>> Start Material supplied

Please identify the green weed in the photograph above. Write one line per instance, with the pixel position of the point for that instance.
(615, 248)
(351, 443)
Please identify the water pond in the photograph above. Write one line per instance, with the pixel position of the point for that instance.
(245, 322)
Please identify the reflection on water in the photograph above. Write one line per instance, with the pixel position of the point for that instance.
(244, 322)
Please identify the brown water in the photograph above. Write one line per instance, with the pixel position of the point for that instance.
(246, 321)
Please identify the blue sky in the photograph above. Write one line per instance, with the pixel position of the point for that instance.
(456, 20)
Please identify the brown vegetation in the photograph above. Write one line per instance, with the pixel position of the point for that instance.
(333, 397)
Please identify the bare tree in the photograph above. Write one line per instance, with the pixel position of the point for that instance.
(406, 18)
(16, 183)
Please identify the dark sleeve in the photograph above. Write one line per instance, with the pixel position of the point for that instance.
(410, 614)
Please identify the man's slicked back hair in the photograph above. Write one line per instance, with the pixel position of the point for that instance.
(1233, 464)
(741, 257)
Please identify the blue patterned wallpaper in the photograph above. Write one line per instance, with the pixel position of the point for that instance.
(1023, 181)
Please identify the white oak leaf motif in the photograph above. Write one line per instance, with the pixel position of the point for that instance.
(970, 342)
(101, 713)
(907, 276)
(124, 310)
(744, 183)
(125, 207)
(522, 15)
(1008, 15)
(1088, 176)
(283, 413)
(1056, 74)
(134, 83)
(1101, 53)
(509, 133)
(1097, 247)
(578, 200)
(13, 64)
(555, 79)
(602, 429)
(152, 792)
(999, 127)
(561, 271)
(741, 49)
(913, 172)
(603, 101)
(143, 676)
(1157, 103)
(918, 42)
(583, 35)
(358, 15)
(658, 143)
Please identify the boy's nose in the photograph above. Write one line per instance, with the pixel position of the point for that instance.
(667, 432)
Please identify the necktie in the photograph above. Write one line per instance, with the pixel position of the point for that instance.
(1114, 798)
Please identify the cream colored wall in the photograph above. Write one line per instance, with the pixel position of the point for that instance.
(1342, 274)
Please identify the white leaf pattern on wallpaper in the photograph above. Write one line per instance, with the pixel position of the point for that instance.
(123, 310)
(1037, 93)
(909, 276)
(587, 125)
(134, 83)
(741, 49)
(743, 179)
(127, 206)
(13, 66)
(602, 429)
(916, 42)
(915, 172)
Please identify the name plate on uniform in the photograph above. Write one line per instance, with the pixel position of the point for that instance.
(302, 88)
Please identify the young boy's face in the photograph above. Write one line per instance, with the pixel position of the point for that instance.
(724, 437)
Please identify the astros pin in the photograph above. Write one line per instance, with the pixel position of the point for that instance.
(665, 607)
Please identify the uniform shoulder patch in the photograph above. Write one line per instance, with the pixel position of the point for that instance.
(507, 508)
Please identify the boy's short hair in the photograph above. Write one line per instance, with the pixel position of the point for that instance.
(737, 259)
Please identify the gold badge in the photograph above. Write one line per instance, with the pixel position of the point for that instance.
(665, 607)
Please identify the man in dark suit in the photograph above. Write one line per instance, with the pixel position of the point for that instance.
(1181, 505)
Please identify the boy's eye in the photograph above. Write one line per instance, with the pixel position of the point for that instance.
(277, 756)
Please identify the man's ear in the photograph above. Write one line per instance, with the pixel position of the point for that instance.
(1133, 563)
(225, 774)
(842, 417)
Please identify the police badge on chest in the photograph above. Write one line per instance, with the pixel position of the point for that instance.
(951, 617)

>> End Material supplied

Write out all of the data above again, word for word, with nothing left out.

Please identify the green weed in the photograph above. Write one line per instance, with the pixel position of the point for that instance.
(615, 248)
(351, 443)
Please identify the water pond in the photograph above. Write one line per instance, with the pixel position of the point for that instance.
(245, 322)
Please identify the reflection on water in the photograph above. Write one line per instance, with the pixel position of the point for that instance.
(244, 322)
Please identify the brown water in the photograph above. Write one line per instance, with the pixel position of the point for that instance.
(246, 321)
Please identify the blue sky in the photograph above. Write one line per instance, with the pixel position of the point for that instance.
(456, 20)
Please identify the brown vegetation in the photograph above. Write one line per instance, with the pixel position of the point for that instance.
(333, 397)
Please identify the bare tree in the photograph above. Write one line per instance, with the pixel position of the point for that instance.
(406, 18)
(16, 183)
Please identify the dark sleeve in the photograph above. Write one line per instance, with the pixel position of the point for that instance.
(410, 614)
Please identify the man's slicked back hair in the photograph above. Write one line per instance, with the pixel position of the point for that instance.
(1233, 464)
(741, 257)
Please identify the blue patterned wallpaper in the photograph above. Write one line per instance, with the pixel position of the point for that instance.
(1023, 181)
Please identify the white oak leaf motif in the photograph above. Write one line per instance, with the pixel position of the point for that instance.
(970, 342)
(101, 713)
(907, 276)
(124, 310)
(744, 183)
(125, 207)
(522, 15)
(1008, 15)
(1088, 176)
(283, 413)
(1056, 74)
(134, 83)
(1101, 53)
(509, 133)
(1097, 247)
(578, 200)
(13, 64)
(555, 79)
(602, 429)
(152, 792)
(999, 127)
(561, 271)
(741, 49)
(913, 172)
(603, 101)
(143, 676)
(1157, 103)
(918, 42)
(583, 35)
(358, 15)
(658, 143)
Please identify the boy's nose in the photograph above. Write one line per instance, with the pixel position of the point for that instance.
(667, 432)
Please identify the necktie in the photograph above. Write one line per instance, with the pixel position of the point for that instance.
(1114, 798)
Please identify the cream colored wall in the photograph above. Write one line per instance, with the pixel position of the point for that instance.
(1342, 274)
Please identify the white leaf pattern on wallpaper in the photograph above. Write one line per instance, with the pixel position of the point for that instance.
(123, 310)
(1037, 93)
(909, 276)
(587, 125)
(134, 83)
(741, 49)
(743, 179)
(127, 206)
(13, 66)
(602, 429)
(916, 42)
(915, 172)
Please identify the name plate on uniform in the photograph above. Write one line per instance, with the pixel position of the point for that instance.
(302, 88)
Please identify the young boy's face in the photograph above. Write one line per instance, with the pixel position of the point for that instance.
(724, 437)
Please identify the astros pin in the photograph above. Write one line per instance, with the pixel position of the point for that instance.
(665, 607)
Please identify the uniform shoulder patch in the photograph above. Write one line per instance, with the pixel position of the point for that instance.
(507, 508)
Please identify the boy's short hair in the photograph above. Write one line per instance, with the pixel position of the point for that instance.
(737, 259)
Please identify the gold badge in the photograph above. Write one line per instance, with the pixel position of the point for that instance.
(665, 607)
Please identify the man in dark suit in the photograph above. Write one line per instance, with the pixel position of the point for that instance.
(1181, 505)
Please identify the boy's eye in the photograph above. Write one line per instance, with the pixel position of the point for that instance.
(277, 756)
Please identify the man's ear in the photograph above. Write one line per instance, with the pixel position of the point for that instance.
(1133, 563)
(225, 774)
(842, 417)
Please identify the police badge on chest in the photograph above. Write one line per instance, with the pixel position of the point for that instance.
(951, 617)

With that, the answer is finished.